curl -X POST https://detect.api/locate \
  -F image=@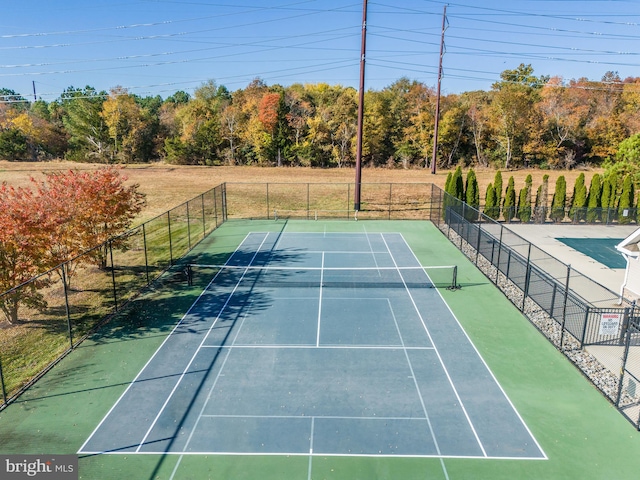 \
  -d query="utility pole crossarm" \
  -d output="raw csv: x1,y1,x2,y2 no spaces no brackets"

431,5,447,175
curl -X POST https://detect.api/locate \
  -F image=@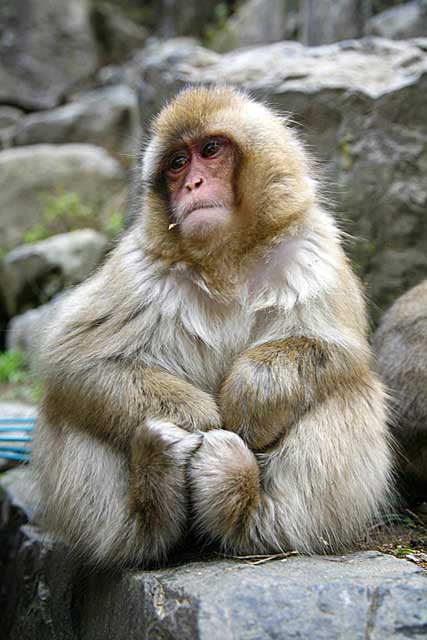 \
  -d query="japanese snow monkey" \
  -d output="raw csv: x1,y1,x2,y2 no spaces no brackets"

34,88,392,565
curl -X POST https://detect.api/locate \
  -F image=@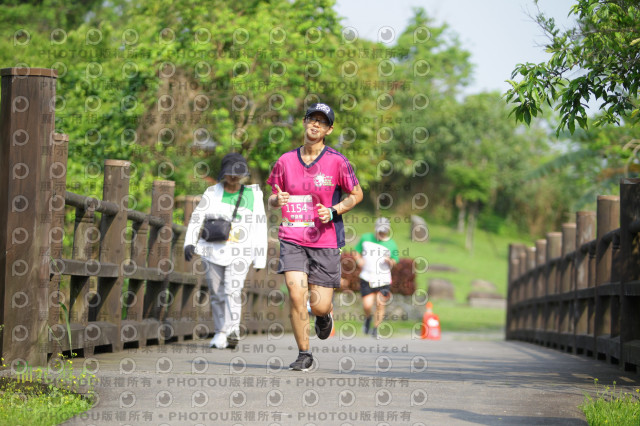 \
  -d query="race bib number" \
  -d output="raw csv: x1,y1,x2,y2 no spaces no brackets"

282,195,315,227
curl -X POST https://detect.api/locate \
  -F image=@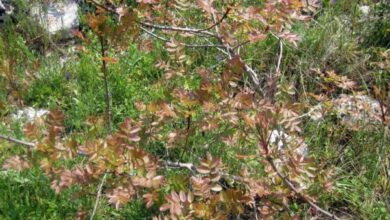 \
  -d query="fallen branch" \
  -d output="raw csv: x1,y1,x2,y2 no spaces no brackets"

266,157,341,220
0,134,35,148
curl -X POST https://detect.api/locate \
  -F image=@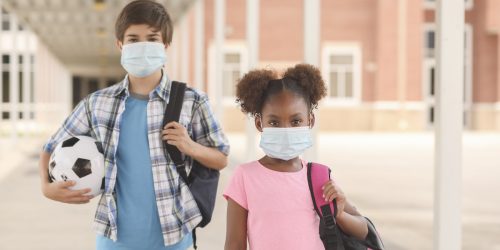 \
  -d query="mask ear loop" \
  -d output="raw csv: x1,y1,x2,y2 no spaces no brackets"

309,110,314,129
255,113,264,131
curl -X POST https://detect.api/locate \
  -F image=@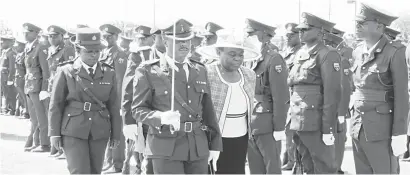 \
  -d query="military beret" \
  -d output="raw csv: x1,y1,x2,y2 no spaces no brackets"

356,3,398,26
161,19,194,40
332,28,345,37
296,12,336,32
121,35,133,43
23,23,41,32
0,35,15,41
245,19,276,36
384,27,400,39
285,23,299,33
323,33,343,45
70,28,104,50
201,22,223,36
47,25,67,35
100,24,122,35
134,25,152,38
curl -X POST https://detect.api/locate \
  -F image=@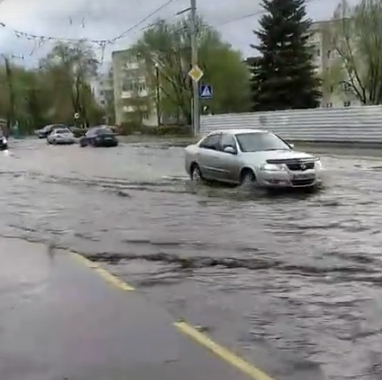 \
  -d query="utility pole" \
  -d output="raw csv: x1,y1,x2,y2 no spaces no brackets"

176,0,204,135
155,62,161,127
191,0,200,135
1,54,24,137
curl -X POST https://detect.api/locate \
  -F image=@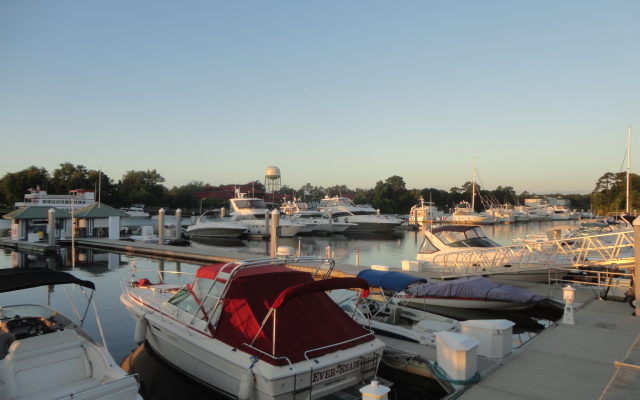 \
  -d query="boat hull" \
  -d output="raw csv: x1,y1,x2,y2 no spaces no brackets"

121,294,384,400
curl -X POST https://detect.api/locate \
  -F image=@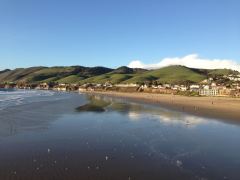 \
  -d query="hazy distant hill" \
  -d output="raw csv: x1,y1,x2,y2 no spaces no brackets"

0,65,237,84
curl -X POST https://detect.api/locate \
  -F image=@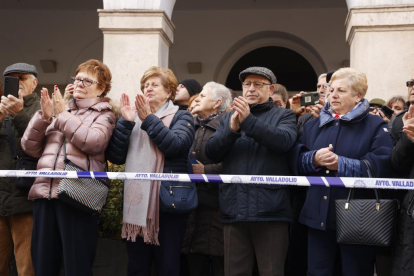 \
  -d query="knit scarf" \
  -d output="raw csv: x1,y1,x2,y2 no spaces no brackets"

122,101,178,245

= = = = =

* Instructions to follow
Pull out each line of the data above that contains the string "utility", treating uppercase and lowercase as different.

* The answer
  -d query="utility pole crossarm" \
  -d query="utility pole" \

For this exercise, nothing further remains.